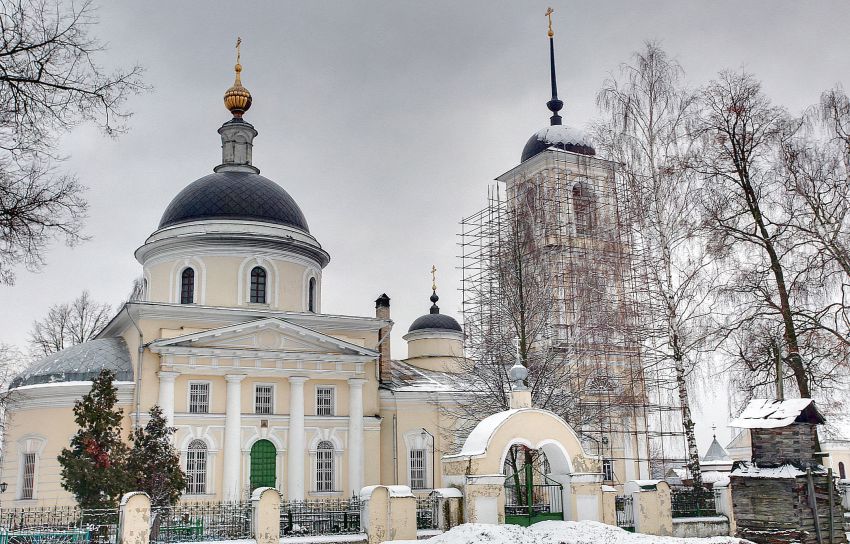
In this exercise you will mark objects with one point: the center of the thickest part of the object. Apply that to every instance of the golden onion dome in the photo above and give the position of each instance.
(237, 98)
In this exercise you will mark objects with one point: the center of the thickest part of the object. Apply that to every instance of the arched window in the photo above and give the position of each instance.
(584, 208)
(263, 461)
(258, 285)
(196, 468)
(325, 466)
(187, 286)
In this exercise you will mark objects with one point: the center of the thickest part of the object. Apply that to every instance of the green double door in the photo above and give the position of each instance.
(263, 464)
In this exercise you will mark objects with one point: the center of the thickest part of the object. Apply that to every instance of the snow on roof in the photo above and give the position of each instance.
(476, 442)
(406, 377)
(787, 472)
(772, 414)
(716, 454)
(563, 532)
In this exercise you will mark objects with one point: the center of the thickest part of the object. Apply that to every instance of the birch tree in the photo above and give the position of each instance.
(646, 128)
(741, 131)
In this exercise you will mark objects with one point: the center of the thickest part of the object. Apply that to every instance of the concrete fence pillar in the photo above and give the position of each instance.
(265, 508)
(387, 512)
(134, 517)
(653, 511)
(609, 505)
(723, 504)
(374, 513)
(449, 504)
(844, 487)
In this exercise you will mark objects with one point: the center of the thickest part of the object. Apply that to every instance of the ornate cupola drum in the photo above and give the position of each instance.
(237, 99)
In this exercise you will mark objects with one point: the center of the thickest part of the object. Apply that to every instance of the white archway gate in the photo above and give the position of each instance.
(478, 468)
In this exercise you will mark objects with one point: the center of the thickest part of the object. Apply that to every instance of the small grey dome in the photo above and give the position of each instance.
(234, 195)
(435, 321)
(559, 136)
(82, 362)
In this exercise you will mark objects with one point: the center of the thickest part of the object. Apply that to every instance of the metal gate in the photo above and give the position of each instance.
(528, 501)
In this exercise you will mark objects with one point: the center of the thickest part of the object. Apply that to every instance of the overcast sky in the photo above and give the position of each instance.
(386, 121)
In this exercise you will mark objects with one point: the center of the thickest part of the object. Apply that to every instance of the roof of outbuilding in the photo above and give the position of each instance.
(82, 362)
(234, 195)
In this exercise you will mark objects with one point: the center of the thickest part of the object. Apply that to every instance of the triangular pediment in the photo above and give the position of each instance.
(265, 335)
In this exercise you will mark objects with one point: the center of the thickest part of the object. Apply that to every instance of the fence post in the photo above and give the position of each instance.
(402, 513)
(265, 514)
(448, 507)
(653, 511)
(609, 505)
(723, 504)
(134, 516)
(374, 513)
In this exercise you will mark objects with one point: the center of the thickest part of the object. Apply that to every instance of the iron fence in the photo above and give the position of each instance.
(624, 507)
(426, 512)
(58, 525)
(320, 517)
(692, 503)
(187, 522)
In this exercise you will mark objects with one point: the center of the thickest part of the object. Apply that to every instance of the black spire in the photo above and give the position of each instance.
(554, 105)
(434, 298)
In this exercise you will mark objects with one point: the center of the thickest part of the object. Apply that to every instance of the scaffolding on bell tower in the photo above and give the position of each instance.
(599, 320)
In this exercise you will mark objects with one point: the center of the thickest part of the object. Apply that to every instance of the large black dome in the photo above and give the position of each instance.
(435, 321)
(560, 137)
(234, 195)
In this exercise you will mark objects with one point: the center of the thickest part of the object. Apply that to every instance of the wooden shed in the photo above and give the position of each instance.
(783, 494)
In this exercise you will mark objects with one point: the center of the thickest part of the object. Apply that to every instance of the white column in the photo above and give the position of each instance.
(166, 395)
(296, 446)
(355, 434)
(230, 484)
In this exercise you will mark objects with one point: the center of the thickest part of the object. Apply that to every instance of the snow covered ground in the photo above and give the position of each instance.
(558, 532)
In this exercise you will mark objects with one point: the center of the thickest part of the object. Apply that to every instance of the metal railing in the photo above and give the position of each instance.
(58, 524)
(320, 517)
(188, 522)
(545, 499)
(691, 503)
(426, 512)
(625, 512)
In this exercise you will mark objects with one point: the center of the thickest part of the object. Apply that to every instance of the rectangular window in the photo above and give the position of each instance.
(324, 470)
(324, 401)
(196, 470)
(608, 470)
(417, 469)
(28, 483)
(199, 398)
(263, 399)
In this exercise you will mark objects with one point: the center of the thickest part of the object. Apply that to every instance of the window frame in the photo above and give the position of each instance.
(412, 466)
(332, 389)
(189, 396)
(187, 296)
(33, 477)
(271, 387)
(254, 290)
(608, 470)
(325, 467)
(195, 471)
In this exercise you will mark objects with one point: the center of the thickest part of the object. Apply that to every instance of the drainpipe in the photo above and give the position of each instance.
(138, 368)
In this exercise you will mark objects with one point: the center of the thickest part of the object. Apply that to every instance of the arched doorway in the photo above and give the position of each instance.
(263, 464)
(531, 495)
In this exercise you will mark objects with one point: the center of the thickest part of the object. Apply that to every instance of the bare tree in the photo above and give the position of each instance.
(646, 129)
(742, 132)
(50, 82)
(68, 324)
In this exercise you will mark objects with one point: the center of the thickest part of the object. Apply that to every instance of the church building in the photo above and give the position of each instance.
(230, 338)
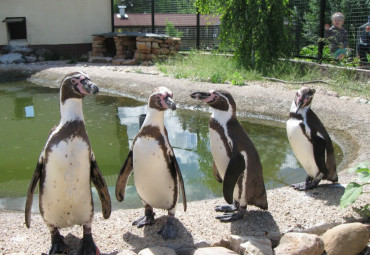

===============

_What is needed_
Exactly the lines from the one holding "the snow covered" through the last line of the entries, both included, are to be duplicated; leave the pictures out.

_Expected answer_
In this exercise you will mark objects with one point: the center of the thickest part of the object. Apply that to every instance of the snow covered ground in the photo above and give the position of each instance.
(558, 532)
In this exercise you will mark objects with one point: the center of the thickest part of the object. Apply that to every instance of the metal railing in the photo above and give the position of each instance.
(58, 524)
(320, 517)
(188, 522)
(545, 499)
(691, 503)
(426, 512)
(625, 512)
In this exercise you will mark objects with one point: the center of the thickest part of the object. Apply that to every instance of the rectangular window in the photo above and give the position of each instance.
(324, 470)
(324, 401)
(196, 470)
(608, 470)
(417, 469)
(28, 483)
(199, 398)
(263, 399)
In this exercise you will mark objects with one point: the center of the thickest part of the object. Apply that to every instance of the window frame in the photo above and give the position of each instance.
(412, 466)
(332, 389)
(189, 396)
(187, 296)
(33, 477)
(271, 387)
(254, 290)
(608, 470)
(325, 467)
(195, 471)
In this exercise you will mark objects with one point: the center of the thickest part of the object. Apply that to every instance of the drainpipe in the photo above and give the position of each instance.
(138, 368)
In this exercise you will mark objects with one point: the center of the thickest part of the object. Apply that to every instance of the arched doorway in the photo above and give the position of each instance.
(263, 464)
(531, 495)
In this exercise you will mark objects with one point: the center of the thickest part of the object. Apply that to every instance of the bare tree in the photo above and give the position of each instance.
(646, 129)
(742, 132)
(50, 82)
(68, 324)
In this exercise you will mark objects with one point: the center of the thickest part of the object. Apply that to every instance of the church building in the photo above and give the position of each instance.
(230, 338)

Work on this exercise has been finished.